### [Supplied data]
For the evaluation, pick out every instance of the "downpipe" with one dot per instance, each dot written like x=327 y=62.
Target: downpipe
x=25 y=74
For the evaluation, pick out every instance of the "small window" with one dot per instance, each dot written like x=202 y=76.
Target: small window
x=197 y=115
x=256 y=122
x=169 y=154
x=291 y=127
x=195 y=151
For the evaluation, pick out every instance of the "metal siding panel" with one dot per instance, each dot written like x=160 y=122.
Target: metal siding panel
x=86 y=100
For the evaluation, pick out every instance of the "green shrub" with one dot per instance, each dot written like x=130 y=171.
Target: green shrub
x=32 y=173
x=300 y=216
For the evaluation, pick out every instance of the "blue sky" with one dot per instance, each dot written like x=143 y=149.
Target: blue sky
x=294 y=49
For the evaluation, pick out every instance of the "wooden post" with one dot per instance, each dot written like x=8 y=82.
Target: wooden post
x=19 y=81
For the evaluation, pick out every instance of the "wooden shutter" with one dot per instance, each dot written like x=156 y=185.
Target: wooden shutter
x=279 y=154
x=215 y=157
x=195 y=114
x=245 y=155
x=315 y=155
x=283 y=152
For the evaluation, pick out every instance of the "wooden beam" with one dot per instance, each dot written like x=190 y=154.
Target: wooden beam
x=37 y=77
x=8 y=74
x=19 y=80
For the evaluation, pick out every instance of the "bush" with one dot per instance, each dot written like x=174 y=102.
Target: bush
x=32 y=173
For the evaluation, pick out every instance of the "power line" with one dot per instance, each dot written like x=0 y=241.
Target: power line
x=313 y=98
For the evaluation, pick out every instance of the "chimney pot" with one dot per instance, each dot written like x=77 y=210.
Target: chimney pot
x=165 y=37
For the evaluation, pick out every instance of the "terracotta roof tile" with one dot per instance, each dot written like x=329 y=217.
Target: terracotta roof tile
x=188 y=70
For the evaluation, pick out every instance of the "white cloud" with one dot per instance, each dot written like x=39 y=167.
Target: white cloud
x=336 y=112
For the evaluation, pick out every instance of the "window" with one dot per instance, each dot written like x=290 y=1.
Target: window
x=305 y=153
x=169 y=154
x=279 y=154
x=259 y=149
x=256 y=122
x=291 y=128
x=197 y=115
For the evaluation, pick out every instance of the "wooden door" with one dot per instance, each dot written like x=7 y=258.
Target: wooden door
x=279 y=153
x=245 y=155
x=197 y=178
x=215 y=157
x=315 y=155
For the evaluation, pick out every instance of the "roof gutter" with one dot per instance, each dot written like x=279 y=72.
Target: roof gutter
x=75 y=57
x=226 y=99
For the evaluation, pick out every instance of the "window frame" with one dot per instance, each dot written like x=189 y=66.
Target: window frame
* * *
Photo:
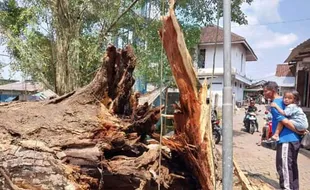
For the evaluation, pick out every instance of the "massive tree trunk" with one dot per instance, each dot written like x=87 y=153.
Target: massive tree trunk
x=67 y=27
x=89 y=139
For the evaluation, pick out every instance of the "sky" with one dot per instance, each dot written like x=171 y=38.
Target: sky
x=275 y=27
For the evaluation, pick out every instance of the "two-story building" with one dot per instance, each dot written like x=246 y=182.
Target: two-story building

### [Written problem]
Output the data lines starting with the line that contains "like x=329 y=217." and going on through the line that contains "x=336 y=112" as a Markdown table with the columns Row and Line. Number each line in the Row column and leave out blank lines.

### [Solution for this exercise]
| Row | Line |
|---|---|
| 1 | For the evaluation, pick out every instance of the "terracotta roof tile" with one dot per instance, each dot written like x=329 y=217. |
| 2 | Target: terracotta roof tile |
| 3 | x=188 y=70 |
| 4 | For the evaluation, pick out every instance of the "white cloud" with one dot per instance, each dot written like x=39 y=167. |
| 5 | Target: white cloud |
| 6 | x=336 y=112 |